Stored data:
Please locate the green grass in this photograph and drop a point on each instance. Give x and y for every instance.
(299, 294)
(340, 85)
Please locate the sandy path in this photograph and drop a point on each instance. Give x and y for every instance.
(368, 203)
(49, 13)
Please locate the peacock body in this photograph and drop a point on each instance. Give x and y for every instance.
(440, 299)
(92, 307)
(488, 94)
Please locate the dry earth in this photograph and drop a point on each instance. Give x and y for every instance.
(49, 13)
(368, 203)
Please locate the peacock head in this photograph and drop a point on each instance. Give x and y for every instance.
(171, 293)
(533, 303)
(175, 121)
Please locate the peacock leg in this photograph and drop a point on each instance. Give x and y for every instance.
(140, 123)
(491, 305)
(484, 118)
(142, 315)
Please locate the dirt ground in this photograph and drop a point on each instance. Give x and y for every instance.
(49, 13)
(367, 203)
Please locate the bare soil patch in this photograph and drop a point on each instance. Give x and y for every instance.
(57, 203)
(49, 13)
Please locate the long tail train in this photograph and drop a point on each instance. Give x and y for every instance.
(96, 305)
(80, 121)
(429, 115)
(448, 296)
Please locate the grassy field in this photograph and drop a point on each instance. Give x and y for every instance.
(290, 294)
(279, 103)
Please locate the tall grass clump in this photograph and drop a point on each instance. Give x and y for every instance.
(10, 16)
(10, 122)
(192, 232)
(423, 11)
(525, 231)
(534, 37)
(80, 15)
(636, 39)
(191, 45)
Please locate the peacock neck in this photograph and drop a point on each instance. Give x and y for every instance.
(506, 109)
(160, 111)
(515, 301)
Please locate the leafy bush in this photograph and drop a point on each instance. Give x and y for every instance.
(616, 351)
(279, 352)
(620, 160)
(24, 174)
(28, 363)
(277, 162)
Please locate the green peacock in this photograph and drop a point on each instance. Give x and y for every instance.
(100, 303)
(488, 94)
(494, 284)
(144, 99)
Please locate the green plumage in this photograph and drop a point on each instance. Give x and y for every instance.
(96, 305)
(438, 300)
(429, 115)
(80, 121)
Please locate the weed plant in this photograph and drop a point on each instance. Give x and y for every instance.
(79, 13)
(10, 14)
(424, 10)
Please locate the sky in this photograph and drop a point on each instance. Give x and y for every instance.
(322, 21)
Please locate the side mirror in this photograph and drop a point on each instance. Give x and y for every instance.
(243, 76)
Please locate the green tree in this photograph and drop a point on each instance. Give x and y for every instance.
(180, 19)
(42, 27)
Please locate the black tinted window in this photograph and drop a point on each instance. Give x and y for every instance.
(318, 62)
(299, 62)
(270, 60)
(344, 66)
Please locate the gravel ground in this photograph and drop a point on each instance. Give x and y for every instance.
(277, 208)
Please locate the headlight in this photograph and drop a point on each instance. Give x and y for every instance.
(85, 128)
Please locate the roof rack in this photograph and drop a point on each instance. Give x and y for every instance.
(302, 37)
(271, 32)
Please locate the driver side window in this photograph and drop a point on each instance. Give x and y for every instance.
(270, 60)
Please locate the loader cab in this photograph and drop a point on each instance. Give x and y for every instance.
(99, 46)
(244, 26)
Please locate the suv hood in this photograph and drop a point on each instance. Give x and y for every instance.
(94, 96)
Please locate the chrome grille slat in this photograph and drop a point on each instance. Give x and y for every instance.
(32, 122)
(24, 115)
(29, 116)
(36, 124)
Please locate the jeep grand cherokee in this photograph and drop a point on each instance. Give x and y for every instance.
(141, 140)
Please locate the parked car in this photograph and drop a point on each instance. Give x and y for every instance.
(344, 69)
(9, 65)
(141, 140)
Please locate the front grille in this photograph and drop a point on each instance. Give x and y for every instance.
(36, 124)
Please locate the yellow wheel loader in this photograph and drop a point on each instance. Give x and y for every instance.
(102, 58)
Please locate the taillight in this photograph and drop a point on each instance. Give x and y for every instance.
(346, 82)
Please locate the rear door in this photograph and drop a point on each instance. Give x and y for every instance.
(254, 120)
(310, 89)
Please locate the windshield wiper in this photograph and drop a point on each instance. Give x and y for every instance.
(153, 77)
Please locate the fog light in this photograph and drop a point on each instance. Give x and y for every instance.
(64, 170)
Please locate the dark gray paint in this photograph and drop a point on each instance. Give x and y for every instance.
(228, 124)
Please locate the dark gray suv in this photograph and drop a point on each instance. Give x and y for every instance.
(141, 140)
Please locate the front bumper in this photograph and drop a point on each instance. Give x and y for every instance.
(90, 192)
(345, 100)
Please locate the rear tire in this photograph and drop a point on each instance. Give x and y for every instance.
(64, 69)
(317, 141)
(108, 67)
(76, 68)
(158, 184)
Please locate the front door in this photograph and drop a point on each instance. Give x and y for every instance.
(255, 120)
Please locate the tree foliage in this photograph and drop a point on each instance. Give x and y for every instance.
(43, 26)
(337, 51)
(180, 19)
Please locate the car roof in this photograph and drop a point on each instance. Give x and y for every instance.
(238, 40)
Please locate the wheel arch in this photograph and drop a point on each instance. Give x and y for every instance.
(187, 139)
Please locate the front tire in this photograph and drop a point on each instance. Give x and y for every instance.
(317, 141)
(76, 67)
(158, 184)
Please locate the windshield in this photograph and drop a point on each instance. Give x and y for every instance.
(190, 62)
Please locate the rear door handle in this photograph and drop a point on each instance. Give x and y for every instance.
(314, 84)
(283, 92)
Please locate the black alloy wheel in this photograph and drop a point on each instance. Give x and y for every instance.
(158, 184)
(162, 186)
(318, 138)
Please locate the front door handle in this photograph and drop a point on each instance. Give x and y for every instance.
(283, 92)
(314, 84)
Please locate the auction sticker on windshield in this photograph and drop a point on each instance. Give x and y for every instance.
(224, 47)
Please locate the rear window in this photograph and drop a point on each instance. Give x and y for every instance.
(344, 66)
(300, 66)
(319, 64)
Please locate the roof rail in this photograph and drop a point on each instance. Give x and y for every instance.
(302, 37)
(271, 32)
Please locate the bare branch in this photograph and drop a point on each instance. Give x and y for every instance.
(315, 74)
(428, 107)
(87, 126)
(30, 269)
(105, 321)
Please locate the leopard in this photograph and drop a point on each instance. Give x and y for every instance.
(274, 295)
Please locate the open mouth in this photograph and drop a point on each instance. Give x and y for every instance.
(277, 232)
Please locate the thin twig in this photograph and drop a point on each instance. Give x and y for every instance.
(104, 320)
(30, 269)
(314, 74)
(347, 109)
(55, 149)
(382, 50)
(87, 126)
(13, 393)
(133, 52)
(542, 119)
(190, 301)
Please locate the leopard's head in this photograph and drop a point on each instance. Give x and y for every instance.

▶ **Task prompt**: Your task is to output exactly the lines running from the one with "Please locate the leopard in" through the final line of the material above, with both ends included.

▶ **Solution to this problem**:
Please locate the leopard in this photograph and drop a point on each instance. Give x and y for every instance.
(274, 295)
Please locate the open mouth in this photograph and drop a point on each instance. Give x and y for every instance.
(277, 232)
Please locate the thin twig in this photograph and drop a point on each instance. Give x and y for every instance.
(104, 320)
(30, 269)
(314, 74)
(347, 109)
(55, 149)
(382, 50)
(87, 126)
(13, 393)
(133, 52)
(542, 119)
(190, 301)
Please locate the leopard's head in this photograph and drop a point on each instance. Give x and y for every instance.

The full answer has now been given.